Your goal » Take the data that follows and return it exactly.

Supplied material »

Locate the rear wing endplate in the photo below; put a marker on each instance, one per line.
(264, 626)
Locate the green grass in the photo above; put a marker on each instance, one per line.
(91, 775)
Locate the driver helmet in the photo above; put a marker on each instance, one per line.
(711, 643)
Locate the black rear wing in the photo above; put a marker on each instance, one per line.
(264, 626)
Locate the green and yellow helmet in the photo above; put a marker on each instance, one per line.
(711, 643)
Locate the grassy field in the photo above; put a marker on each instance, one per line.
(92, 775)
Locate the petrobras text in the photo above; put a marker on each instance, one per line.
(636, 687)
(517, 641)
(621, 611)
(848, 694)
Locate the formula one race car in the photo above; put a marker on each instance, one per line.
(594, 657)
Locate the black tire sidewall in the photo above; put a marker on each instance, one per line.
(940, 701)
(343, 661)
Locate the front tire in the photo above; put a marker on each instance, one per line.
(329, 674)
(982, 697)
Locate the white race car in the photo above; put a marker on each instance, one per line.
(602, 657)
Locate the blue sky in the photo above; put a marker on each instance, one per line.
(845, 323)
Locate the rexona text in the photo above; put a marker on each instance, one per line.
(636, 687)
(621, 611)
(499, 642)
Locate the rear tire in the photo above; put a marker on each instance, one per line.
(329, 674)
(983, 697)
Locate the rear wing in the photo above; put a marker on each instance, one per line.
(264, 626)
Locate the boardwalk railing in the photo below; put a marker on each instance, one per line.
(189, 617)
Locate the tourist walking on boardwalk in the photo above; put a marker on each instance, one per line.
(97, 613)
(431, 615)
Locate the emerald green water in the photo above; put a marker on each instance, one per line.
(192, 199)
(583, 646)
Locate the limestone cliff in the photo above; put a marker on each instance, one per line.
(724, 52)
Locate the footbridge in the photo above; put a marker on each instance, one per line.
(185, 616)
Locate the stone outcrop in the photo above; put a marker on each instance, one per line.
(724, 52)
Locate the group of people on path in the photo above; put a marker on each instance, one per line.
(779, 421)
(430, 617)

Result of the exercise »
Locate the rear wing endplate in the photo below; put a marker on each instance, one per line.
(264, 626)
Locate the green grass in the photo above; put a marker on each instance, one per line.
(91, 775)
Locate the driver helmet in the photo above; put a marker on each instance, one per line.
(711, 643)
Locate the black rear wing in the photo above; put a marker on each instance, one per line.
(264, 626)
Locate the green and yellow helmet in the photo above; put a marker on each instance, one per line.
(711, 643)
Locate the grassy field in the photo above; put a marker on each instance, one per line.
(92, 775)
Locate the petrobras text in the photo above; put a marker on each instance, one per line.
(636, 687)
(517, 641)
(621, 611)
(848, 694)
Locate the formula one race car in the photo above; put a marker on each instance, one per line.
(594, 657)
Locate the black tire sidewall in the photo above; put a marker on each instance, one per line.
(940, 701)
(343, 661)
Locate the front tire in the photo above; put a marker on each instance, one per line.
(329, 674)
(982, 697)
Locate the white race car in the photo above; put a marker on each instance, one per line.
(602, 657)
Locate the blue sky in the photo above; put a marker on each instance, one per line.
(845, 323)
Locate the rexona text in the photo above; put a marker on each instance, one per line.
(636, 687)
(621, 611)
(499, 642)
Locate the rear tire in the photo above; put a marker on each instance, one per line.
(329, 674)
(983, 697)
Locate the rear wing in the photo above; put a marker on each instance, one per line.
(264, 626)
Locate the boardwalk railing in the photo below; put a marker on each instance, one per line.
(189, 617)
Locate the tourist walking on boardwalk in the photo above; put a marker on each instance, one per line.
(97, 613)
(431, 615)
Locate the emerald green water in the photo above; put a marker on each instance, one per line.
(192, 199)
(583, 646)
Locate the limestone cliff in the photo above; put a marker on each instance, one per line.
(724, 52)
Locate the footbridge in the photo above; put a marker on each instance, one per line.
(185, 616)
Locate the stone outcrop in the photo above; put a marker on each instance, one per line.
(724, 52)
Locate the group of people on path in the photo above; put a marker on each instance, one per line.
(779, 421)
(430, 617)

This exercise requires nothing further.